:: Seção de dados ::
---
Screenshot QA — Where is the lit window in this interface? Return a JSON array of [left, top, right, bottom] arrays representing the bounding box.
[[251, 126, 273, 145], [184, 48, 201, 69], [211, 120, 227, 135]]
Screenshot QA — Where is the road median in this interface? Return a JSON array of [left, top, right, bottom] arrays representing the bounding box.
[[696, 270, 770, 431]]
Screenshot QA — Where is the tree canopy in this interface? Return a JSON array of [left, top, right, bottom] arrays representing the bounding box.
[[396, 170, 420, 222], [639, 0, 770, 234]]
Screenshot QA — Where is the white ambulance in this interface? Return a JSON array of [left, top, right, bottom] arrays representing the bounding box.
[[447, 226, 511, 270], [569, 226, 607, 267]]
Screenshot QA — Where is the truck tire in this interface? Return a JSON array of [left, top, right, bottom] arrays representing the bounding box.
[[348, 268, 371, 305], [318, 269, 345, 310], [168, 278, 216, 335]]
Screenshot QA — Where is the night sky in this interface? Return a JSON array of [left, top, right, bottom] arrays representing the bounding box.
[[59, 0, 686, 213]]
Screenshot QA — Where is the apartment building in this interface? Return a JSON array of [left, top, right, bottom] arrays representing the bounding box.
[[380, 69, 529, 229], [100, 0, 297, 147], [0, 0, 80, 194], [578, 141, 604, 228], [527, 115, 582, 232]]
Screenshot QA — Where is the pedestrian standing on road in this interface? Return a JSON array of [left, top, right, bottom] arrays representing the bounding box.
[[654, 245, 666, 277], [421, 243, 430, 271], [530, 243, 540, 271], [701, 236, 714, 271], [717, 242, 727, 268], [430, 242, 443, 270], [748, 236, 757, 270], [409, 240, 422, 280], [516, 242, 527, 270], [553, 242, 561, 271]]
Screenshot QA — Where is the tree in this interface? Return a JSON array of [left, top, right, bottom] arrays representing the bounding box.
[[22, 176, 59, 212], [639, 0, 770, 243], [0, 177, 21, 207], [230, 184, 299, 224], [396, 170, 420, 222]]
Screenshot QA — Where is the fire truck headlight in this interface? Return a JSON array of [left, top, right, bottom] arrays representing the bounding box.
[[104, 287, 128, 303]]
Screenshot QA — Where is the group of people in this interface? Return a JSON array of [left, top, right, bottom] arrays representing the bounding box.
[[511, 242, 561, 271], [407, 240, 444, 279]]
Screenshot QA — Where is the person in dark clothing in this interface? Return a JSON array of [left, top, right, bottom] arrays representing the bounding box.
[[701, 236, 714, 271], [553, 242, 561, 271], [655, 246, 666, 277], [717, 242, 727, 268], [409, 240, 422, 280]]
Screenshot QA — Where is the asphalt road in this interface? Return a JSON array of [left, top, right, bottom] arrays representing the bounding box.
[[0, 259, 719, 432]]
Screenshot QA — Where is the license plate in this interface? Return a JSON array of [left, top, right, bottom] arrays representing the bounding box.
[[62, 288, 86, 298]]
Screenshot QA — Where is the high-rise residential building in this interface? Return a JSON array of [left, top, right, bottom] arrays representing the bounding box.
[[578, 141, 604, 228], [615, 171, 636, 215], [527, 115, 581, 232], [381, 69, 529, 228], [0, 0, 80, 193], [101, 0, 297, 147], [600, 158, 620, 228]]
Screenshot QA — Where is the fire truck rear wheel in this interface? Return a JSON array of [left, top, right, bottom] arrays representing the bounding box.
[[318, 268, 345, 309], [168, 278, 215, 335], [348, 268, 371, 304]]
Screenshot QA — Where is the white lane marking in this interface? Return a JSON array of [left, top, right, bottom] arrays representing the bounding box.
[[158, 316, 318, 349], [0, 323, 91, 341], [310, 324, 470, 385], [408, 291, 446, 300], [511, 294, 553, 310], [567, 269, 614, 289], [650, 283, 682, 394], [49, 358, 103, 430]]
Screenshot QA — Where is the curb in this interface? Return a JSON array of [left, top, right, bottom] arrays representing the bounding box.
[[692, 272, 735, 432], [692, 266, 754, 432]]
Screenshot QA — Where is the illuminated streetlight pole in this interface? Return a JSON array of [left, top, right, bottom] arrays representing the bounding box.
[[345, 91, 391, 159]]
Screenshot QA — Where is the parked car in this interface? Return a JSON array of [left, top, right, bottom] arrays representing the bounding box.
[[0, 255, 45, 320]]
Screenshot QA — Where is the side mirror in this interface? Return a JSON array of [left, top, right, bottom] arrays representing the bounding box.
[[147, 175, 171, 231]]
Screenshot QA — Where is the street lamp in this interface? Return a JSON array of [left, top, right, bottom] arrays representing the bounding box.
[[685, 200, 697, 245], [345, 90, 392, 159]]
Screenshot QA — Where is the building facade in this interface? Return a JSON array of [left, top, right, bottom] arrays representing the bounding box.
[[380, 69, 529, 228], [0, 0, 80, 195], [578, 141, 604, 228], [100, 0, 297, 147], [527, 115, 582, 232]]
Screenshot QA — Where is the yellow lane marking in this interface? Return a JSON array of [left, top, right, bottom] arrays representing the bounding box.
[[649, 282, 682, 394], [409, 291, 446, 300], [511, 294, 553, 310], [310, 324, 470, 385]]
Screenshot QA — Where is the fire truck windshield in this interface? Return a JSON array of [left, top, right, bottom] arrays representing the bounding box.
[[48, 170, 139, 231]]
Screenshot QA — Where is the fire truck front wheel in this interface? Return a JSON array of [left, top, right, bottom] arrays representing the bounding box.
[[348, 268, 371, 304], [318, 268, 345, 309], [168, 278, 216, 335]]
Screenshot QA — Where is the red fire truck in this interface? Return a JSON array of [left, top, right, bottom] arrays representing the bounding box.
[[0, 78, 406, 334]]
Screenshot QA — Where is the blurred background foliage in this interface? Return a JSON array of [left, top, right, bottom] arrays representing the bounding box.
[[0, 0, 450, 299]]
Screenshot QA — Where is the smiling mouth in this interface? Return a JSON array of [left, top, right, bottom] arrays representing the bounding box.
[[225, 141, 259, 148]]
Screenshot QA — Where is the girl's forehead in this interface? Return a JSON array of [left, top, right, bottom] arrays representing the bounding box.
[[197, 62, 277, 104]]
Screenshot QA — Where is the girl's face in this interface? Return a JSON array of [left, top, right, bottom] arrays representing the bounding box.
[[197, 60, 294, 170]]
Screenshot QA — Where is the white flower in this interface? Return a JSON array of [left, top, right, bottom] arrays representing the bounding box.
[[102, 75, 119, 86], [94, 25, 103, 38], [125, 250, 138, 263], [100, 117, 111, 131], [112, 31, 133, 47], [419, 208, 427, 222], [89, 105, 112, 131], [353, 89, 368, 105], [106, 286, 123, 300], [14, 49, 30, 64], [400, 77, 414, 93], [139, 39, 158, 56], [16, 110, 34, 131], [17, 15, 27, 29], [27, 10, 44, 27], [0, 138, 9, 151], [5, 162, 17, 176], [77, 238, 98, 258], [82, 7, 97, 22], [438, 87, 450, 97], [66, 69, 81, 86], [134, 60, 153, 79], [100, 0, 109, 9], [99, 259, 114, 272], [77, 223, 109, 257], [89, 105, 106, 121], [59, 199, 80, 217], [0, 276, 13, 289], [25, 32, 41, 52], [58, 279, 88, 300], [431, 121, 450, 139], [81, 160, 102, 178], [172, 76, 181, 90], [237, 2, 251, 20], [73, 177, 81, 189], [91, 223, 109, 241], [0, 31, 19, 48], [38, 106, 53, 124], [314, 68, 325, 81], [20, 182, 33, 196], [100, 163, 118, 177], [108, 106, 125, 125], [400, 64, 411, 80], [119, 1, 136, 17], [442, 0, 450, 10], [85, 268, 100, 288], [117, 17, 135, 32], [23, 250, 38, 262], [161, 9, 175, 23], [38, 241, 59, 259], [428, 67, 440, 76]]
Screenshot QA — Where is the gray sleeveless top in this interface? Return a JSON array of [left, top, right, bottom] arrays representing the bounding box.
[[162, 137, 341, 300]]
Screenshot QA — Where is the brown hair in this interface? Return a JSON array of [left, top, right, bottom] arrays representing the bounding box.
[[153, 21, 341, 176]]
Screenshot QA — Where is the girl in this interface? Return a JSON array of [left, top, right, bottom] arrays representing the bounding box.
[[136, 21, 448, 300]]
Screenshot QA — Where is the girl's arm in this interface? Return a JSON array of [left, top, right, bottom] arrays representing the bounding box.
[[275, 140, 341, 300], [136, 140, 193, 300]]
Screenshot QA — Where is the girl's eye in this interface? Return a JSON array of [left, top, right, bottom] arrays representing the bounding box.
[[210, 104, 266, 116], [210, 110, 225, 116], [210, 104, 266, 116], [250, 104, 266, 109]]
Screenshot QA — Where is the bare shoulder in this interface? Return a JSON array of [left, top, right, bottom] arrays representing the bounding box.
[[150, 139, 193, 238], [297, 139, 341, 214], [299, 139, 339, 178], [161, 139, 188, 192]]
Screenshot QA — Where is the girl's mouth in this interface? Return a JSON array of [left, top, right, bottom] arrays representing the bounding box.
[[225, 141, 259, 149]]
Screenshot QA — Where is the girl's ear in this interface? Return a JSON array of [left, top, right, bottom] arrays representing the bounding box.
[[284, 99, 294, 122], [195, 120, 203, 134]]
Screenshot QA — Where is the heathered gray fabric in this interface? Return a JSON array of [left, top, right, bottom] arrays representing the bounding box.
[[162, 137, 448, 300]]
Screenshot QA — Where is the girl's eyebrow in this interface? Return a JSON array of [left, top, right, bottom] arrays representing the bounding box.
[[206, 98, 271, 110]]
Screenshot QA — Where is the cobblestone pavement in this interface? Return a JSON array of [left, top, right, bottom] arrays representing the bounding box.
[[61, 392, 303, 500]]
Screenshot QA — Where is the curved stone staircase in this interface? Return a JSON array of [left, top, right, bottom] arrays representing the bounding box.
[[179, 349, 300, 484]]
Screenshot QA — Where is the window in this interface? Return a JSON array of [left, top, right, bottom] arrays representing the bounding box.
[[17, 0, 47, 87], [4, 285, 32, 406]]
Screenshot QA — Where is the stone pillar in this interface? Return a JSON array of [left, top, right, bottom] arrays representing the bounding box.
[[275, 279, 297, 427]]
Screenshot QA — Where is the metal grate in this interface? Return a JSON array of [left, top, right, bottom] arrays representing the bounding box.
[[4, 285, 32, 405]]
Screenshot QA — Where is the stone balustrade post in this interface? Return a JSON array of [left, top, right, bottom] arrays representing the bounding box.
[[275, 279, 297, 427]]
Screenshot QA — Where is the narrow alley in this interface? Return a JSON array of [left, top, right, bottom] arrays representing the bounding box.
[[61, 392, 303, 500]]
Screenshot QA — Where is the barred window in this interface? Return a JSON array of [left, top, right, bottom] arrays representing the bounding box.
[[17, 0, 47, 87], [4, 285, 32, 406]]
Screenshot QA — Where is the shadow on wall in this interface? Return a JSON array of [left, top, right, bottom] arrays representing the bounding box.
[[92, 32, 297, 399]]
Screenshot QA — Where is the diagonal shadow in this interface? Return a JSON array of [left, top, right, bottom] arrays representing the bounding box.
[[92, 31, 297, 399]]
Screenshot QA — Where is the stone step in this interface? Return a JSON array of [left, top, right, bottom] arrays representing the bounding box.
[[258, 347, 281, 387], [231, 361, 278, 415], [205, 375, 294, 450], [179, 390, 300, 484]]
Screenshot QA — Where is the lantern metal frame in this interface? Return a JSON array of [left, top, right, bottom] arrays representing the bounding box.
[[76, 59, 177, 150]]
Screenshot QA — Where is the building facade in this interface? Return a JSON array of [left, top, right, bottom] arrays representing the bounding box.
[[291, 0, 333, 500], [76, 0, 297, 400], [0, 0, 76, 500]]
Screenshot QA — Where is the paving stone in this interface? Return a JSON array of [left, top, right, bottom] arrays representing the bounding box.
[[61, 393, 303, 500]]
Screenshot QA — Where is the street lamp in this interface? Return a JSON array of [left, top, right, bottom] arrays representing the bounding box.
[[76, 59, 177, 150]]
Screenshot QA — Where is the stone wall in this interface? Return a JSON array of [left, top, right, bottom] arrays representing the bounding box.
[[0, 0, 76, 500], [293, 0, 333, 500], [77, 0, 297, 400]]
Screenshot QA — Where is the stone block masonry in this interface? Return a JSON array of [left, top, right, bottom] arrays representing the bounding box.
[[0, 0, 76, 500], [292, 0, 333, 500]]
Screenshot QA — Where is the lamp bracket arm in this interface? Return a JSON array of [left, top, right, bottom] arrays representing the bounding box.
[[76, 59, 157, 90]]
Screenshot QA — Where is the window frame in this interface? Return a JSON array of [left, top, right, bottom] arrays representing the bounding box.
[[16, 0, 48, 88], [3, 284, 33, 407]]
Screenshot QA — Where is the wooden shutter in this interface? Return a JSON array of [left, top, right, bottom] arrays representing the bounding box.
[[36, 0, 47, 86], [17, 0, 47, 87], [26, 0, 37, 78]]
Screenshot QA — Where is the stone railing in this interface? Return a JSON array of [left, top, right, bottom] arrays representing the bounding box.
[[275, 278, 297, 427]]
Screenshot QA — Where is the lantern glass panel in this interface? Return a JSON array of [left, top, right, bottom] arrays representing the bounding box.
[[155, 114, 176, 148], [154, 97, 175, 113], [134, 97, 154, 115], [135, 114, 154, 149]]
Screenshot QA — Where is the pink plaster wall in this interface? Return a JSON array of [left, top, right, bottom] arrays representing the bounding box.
---
:: Instruções da tarefa ::
Coloque em uma tabela Markdown as linhas dos dados acima, começando pela que contém "Screenshot QA — Where is the paving" e parando depois da que contém "[[61, 393, 303, 500]]". Use as colunas n, com o número da linha, e Linha, com o texto, e deixe de fora as linhas em branco.

:: Resposta escrita ::
| n | Linha |
|---|---|
| 1 | Screenshot QA — Where is the paving stone in this interface? Return a JSON array of [left, top, right, bottom] arrays representing the bounding box. |
| 2 | [[61, 393, 303, 500]] |